Records shown: Begin

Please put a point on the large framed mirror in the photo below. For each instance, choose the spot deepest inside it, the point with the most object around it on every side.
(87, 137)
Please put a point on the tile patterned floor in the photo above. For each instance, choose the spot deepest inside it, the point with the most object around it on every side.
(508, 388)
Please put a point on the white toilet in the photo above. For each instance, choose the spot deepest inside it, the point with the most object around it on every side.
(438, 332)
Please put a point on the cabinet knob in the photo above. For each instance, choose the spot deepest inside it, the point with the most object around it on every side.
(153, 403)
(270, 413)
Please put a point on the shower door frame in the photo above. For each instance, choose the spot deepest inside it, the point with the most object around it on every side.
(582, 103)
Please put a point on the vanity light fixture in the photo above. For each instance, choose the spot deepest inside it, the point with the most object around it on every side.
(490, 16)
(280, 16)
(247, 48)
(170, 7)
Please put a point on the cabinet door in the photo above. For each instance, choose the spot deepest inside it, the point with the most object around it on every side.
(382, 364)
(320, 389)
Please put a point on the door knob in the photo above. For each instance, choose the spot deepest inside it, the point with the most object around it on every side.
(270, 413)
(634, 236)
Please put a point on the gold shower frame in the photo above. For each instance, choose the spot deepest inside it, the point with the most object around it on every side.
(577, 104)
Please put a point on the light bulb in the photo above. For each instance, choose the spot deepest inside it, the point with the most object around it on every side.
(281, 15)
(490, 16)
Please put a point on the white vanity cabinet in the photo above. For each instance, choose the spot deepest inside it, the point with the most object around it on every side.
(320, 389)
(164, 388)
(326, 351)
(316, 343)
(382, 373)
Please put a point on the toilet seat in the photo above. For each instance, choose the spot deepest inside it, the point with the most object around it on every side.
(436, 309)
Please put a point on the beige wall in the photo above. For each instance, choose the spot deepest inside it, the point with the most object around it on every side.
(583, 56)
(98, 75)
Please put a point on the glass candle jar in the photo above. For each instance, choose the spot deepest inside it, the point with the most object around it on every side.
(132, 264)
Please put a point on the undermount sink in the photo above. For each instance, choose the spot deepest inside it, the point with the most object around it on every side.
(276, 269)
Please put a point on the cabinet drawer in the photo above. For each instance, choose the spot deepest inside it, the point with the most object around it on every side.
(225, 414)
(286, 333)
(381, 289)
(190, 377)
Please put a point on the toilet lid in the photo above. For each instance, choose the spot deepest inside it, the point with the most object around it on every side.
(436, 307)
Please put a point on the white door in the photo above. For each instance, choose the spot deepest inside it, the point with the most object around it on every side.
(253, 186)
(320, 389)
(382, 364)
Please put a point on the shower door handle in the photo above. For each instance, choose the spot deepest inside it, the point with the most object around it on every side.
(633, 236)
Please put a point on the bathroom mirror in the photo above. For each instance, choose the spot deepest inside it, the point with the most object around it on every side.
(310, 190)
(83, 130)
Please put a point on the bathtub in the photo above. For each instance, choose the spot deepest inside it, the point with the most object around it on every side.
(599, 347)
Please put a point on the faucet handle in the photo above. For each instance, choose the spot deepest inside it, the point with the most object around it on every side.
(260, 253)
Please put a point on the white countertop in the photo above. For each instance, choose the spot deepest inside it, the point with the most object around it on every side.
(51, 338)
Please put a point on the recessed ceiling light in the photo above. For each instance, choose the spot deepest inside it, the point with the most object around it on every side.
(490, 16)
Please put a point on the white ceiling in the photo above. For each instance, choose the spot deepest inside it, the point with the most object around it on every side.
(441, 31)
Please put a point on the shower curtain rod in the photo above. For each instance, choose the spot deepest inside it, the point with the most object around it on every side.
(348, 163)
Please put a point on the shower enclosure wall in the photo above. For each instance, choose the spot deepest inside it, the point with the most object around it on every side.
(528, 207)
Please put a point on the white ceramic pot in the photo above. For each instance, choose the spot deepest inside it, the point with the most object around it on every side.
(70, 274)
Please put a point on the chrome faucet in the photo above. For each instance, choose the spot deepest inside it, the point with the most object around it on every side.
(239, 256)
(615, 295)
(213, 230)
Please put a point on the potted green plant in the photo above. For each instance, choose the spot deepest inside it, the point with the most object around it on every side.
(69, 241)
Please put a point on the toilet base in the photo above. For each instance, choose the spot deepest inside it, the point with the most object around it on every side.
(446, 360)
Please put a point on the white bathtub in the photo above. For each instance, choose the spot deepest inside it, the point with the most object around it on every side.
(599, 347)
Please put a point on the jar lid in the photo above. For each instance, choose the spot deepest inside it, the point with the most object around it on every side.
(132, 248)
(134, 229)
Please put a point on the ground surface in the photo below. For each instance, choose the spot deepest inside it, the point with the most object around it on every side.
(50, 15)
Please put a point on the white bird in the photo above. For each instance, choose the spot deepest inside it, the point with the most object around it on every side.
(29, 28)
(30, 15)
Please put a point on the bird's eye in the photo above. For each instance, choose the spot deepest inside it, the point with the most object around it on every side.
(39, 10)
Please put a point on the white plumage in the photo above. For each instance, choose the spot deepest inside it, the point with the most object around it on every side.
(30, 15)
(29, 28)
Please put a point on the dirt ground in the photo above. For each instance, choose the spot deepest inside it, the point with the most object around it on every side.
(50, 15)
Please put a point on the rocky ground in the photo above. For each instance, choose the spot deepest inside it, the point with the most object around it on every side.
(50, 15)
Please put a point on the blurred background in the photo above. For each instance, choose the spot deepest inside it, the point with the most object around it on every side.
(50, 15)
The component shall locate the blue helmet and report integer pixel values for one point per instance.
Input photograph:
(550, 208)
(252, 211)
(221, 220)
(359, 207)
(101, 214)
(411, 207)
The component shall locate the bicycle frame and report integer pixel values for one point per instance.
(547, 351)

Records shown: End

How to complete this task: From the records above, repeat exactly the lines from the one with "Please put a point on the rocky" through the one with "The component shall locate the blue", both included.

Answer box:
Please put a point on the rocky ground in the photo above. For each instance, choose the spot deepest inside it, the point with the most object around it on every side.
(50, 15)
Please put a point on the blurred background in the photo above. For each instance, choose the spot deepest inside it, the point with the most object around it on every side.
(50, 15)
The component shall locate the blue helmet and report integer pixel values for one point per instance.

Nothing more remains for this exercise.